* Brief *
Print every one of the entries below word for word, leaving out the pictures.

* Records provided *
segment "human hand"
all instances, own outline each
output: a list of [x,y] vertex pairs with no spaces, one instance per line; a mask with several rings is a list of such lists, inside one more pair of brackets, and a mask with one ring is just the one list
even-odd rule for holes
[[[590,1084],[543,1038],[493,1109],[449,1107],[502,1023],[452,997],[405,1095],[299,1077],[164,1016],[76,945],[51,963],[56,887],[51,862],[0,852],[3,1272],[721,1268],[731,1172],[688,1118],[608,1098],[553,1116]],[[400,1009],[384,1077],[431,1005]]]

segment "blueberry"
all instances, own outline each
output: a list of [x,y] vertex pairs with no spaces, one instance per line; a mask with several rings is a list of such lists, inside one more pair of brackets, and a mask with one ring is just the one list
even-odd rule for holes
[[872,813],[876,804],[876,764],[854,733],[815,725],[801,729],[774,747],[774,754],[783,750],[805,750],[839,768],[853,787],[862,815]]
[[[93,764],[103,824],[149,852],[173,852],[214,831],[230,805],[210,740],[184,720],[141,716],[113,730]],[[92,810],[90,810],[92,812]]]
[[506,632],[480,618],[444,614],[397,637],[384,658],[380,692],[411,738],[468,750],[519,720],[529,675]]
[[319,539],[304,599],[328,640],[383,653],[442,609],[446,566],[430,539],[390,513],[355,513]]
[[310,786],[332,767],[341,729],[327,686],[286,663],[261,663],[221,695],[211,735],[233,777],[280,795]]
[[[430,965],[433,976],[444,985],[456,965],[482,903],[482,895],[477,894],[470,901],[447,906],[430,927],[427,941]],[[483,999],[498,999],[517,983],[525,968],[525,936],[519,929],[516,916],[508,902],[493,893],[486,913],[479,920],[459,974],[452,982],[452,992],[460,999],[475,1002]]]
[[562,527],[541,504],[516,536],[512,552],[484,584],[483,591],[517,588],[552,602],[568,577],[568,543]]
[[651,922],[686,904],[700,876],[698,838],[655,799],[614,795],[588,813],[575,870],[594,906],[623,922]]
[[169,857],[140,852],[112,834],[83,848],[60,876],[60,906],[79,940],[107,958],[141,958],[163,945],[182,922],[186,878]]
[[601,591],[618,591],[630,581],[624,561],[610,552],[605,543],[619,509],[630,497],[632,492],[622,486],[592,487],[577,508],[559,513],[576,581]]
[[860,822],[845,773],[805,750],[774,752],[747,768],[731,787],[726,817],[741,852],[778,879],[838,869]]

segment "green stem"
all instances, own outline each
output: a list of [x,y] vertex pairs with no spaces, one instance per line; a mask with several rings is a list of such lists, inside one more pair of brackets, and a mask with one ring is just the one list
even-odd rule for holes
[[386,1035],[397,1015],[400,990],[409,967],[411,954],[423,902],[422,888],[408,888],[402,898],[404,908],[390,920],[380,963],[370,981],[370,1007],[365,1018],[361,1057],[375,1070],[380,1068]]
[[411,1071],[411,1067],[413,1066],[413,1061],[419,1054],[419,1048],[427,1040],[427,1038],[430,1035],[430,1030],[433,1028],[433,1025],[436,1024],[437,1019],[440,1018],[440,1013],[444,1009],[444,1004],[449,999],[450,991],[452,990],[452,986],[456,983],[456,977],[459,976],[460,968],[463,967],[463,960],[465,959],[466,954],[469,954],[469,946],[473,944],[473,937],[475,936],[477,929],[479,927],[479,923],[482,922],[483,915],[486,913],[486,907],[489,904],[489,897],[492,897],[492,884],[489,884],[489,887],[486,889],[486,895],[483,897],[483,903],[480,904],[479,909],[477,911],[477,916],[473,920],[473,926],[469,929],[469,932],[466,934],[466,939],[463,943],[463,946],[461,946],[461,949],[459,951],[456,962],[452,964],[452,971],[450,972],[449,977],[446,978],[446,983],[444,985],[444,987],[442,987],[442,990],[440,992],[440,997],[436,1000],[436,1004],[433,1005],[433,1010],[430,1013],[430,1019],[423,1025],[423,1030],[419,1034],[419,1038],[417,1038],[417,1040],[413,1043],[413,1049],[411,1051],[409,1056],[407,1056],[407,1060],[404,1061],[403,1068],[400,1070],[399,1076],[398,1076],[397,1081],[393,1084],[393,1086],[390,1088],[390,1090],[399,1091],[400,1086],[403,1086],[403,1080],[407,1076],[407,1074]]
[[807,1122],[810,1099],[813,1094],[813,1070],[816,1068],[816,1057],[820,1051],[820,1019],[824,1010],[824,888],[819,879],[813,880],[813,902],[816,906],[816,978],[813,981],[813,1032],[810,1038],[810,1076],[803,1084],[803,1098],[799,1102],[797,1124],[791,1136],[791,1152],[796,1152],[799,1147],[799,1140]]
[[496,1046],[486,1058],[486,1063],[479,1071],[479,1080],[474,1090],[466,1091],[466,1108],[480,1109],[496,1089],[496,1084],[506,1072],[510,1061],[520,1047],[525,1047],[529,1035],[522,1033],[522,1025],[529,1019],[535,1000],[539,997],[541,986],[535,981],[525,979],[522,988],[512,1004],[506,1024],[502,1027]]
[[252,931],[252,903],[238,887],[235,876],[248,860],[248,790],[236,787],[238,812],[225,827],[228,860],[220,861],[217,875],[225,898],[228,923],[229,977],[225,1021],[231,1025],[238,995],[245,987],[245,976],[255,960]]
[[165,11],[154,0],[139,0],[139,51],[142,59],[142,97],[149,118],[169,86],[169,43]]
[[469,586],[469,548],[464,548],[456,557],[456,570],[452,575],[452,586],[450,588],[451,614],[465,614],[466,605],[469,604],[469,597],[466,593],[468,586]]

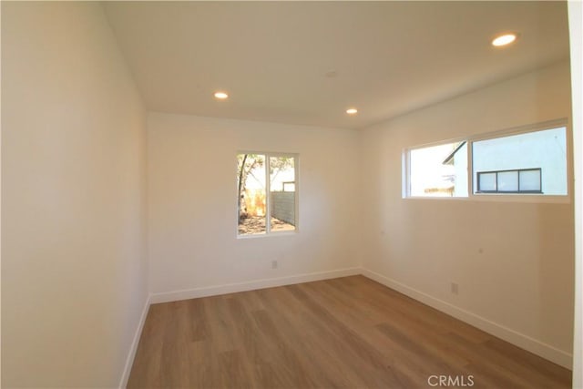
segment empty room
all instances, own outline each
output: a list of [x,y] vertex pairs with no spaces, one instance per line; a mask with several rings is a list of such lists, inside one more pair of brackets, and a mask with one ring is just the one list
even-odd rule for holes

* Solution *
segment "human hand"
all instances, own outline each
output: a list of [x,y] vertex pairs with no spaces, one instance per line; a mask with several rings is a list of such lists, inside one more pair of brackets, and a mask with one ring is just the one list
even-odd rule for holes
[[[590,1084],[543,1038],[493,1109],[449,1107],[502,1023],[452,997],[405,1095],[299,1077],[164,1016],[76,945],[51,963],[56,887],[51,862],[0,852],[3,1272],[721,1268],[731,1172],[688,1118],[608,1098],[553,1116]],[[400,1009],[384,1077],[431,1005]]]

segment "blueberry"
all instances, own outline each
output: a list of [x,y] vertex pairs with no spaces, one instance per line; a mask with several rings is a list of such lists, inside one more pair of brackets, and a mask with one ring is just the one list
even-odd rule for holes
[[872,813],[876,804],[876,764],[854,733],[815,725],[801,729],[774,747],[774,754],[783,750],[805,750],[839,768],[853,787],[862,815]]
[[[93,764],[103,824],[149,852],[173,852],[214,831],[230,805],[210,740],[184,720],[141,716],[113,730]],[[92,810],[90,810],[92,812]]]
[[506,632],[480,618],[444,614],[397,637],[384,658],[380,692],[411,738],[468,750],[519,720],[529,675]]
[[319,539],[304,599],[328,640],[383,653],[442,609],[446,566],[430,539],[390,513],[355,513]]
[[310,786],[332,767],[341,729],[327,686],[286,663],[261,663],[221,695],[211,735],[233,777],[280,795]]
[[[430,965],[433,976],[444,985],[456,965],[482,903],[482,895],[477,894],[470,901],[447,906],[430,927],[427,941]],[[483,999],[498,999],[517,983],[525,968],[525,936],[519,929],[516,916],[508,902],[493,893],[486,913],[479,920],[459,974],[452,982],[452,992],[460,999],[475,1002]]]
[[562,527],[541,504],[516,536],[512,552],[484,584],[483,591],[517,588],[552,602],[568,577],[568,543]]
[[651,922],[686,904],[700,876],[698,838],[655,799],[614,795],[588,813],[575,870],[594,906],[623,922]]
[[169,857],[140,852],[112,834],[83,848],[60,876],[60,906],[79,940],[107,958],[141,958],[163,945],[182,922],[186,878]]
[[601,591],[618,591],[630,581],[624,561],[610,552],[605,543],[619,509],[630,497],[632,492],[622,486],[592,487],[577,508],[559,513],[576,581]]
[[860,822],[845,773],[805,750],[774,752],[747,768],[731,787],[726,817],[741,852],[778,879],[838,869]]

segment "green stem"
all instances, own outline each
output: a list of [x,y] vertex pairs with no spaces, one instance per line; a mask with several rings is a list of such lists, inside one more pair of brackets, and a mask with one ring is just the one list
even-odd rule for holes
[[386,1035],[397,1015],[400,990],[409,967],[411,954],[423,902],[422,888],[408,888],[402,898],[404,908],[390,920],[380,963],[370,981],[370,1007],[365,1018],[361,1057],[375,1070],[380,1068]]
[[411,1071],[411,1067],[413,1066],[413,1061],[419,1054],[419,1048],[427,1040],[427,1038],[430,1035],[430,1030],[433,1028],[433,1025],[436,1024],[437,1019],[440,1018],[440,1013],[444,1009],[444,1004],[449,999],[450,991],[452,990],[452,986],[456,983],[456,977],[459,976],[460,968],[463,967],[463,960],[465,959],[466,954],[469,954],[469,946],[473,944],[473,937],[475,936],[477,929],[479,927],[479,923],[482,922],[483,915],[486,913],[486,907],[489,904],[489,897],[492,897],[492,884],[489,884],[489,887],[486,889],[486,895],[483,897],[483,903],[480,904],[479,909],[477,911],[477,916],[473,920],[473,926],[469,929],[469,932],[466,934],[466,939],[463,943],[463,946],[461,946],[461,949],[459,951],[456,962],[452,964],[452,971],[450,972],[449,977],[446,978],[446,983],[444,985],[444,987],[442,987],[442,990],[440,992],[440,997],[436,1000],[436,1004],[433,1005],[433,1010],[430,1013],[430,1019],[423,1025],[423,1030],[419,1034],[419,1038],[417,1038],[417,1040],[413,1043],[413,1049],[411,1051],[409,1056],[407,1056],[407,1060],[404,1061],[403,1068],[400,1070],[399,1076],[398,1076],[397,1081],[393,1084],[393,1086],[390,1088],[390,1090],[399,1091],[400,1086],[403,1086],[403,1080],[407,1076],[407,1074]]
[[807,1122],[810,1099],[813,1094],[813,1070],[816,1068],[816,1057],[820,1051],[820,1019],[824,1010],[824,888],[819,879],[813,880],[813,902],[816,906],[816,978],[813,981],[813,1032],[810,1038],[810,1076],[803,1084],[803,1098],[799,1102],[797,1124],[791,1136],[791,1152],[796,1152],[799,1147],[799,1140]]
[[496,1046],[486,1058],[486,1063],[479,1071],[479,1080],[474,1090],[466,1091],[466,1108],[480,1109],[496,1089],[496,1084],[506,1072],[510,1061],[520,1047],[525,1047],[529,1035],[522,1033],[522,1025],[529,1019],[535,1000],[539,997],[541,986],[535,981],[525,979],[522,988],[512,1004],[506,1024],[502,1027]]
[[252,931],[252,903],[238,887],[235,876],[248,860],[248,790],[236,787],[238,812],[225,827],[228,860],[220,861],[217,875],[225,898],[228,923],[229,977],[225,1021],[231,1025],[238,995],[245,987],[245,976],[255,960]]
[[165,11],[154,0],[139,0],[139,51],[142,59],[142,97],[149,118],[169,86],[169,43]]
[[469,586],[469,548],[464,548],[456,557],[456,570],[452,575],[452,586],[450,588],[451,614],[465,614],[466,605],[469,604],[469,597],[466,593],[468,586]]

segment empty room
all instances, own outline each
output: a list of [x,y] vertex pairs with no spaces, one instance per line; a mask with several rings is a list of such lists, inside one more pair of brackets, and a mask with one ring is just the one list
even-odd rule for holes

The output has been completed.